- Exercise objective:
What follows is a listing. Return every line of it exactly.

- Provided data:
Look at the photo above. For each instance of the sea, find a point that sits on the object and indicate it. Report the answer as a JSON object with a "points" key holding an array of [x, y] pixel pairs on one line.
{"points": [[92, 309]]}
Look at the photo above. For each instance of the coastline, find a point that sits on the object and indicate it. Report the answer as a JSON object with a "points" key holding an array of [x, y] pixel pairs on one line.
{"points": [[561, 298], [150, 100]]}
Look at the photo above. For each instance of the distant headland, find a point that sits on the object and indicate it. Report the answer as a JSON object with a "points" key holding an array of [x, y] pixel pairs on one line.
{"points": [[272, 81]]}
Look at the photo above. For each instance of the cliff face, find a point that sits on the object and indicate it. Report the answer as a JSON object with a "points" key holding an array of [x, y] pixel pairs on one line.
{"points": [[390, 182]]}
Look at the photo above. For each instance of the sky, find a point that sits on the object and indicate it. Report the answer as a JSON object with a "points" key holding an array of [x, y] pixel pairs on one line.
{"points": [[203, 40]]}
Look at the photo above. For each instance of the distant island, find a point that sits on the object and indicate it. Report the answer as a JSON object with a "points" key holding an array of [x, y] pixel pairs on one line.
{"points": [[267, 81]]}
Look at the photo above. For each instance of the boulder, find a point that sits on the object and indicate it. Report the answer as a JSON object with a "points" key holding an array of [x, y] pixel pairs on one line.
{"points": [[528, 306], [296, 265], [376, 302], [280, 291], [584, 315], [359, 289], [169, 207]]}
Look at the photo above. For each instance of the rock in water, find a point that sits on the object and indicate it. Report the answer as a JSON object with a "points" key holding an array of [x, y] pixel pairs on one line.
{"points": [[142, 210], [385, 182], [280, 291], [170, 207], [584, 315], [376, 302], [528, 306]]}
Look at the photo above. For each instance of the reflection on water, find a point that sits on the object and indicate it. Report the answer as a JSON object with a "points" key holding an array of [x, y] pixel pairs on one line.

- Output below:
Look at the photo above. For each instance of the sea, find a point that sits on the object and indicate it. Report the answer as a JSON object with a "points" key holding an array of [x, y] pixel pairs on one line.
{"points": [[92, 309]]}
Look at the photo above. For each instance of the coastline, find a point that sits on the object and indicate it. Report the answer as a JSON object with a "points" key holding an array of [x, y] pixel pairs on one line.
{"points": [[561, 298], [150, 100]]}
Look at the photo above. For each instance of the distant headland, find a point that sits on the object and indicate it. Report the answer as a JSON object with a "points" key holding an array of [x, y] pixel pairs on one line.
{"points": [[272, 81]]}
Look at the photo above. For each instance of the cliff face, find a point that sits on the object and indicate it. Report the answer as a JSON object with a "points" key holding an array of [x, y] pixel pairs on one line.
{"points": [[390, 182]]}
Look at the photo above. For each instance of the sky, find a point that sits on the object and indicate it. Report the answer as a JSON object with a "points" key holding an array of [x, y] pixel pairs on one line.
{"points": [[203, 40]]}
Look at the photo above. For each instance of the distant island, find a point that sits on the object and indicate it. Report the answer as a JSON object with a "points" key holding an array of [x, y] pixel pairs on one line.
{"points": [[267, 81]]}
Look at the photo above. For each instance of the boulder, find a point that sits on the object and indicate it. Report the answer as a JSON object with a "points" key holding an array of [x, y] pixel pairs on one line.
{"points": [[528, 306], [296, 265], [376, 302], [280, 291], [584, 315], [359, 289], [169, 207]]}
Look at the photo above. For each instance of the rock in water, find a point that sits on the object and indicate it. Report the answer as a JSON object with a "points" key holding an array of [x, y] pixel pairs on one line.
{"points": [[142, 210], [385, 182], [280, 291], [170, 207], [584, 315], [376, 302], [528, 306]]}
Look at the photo above. For each instance of the reflection on water, find a point that sits on the object and indicate it. Report the answer as a JSON object with a "points" key holding an array of [x, y] pixel pairs on one line.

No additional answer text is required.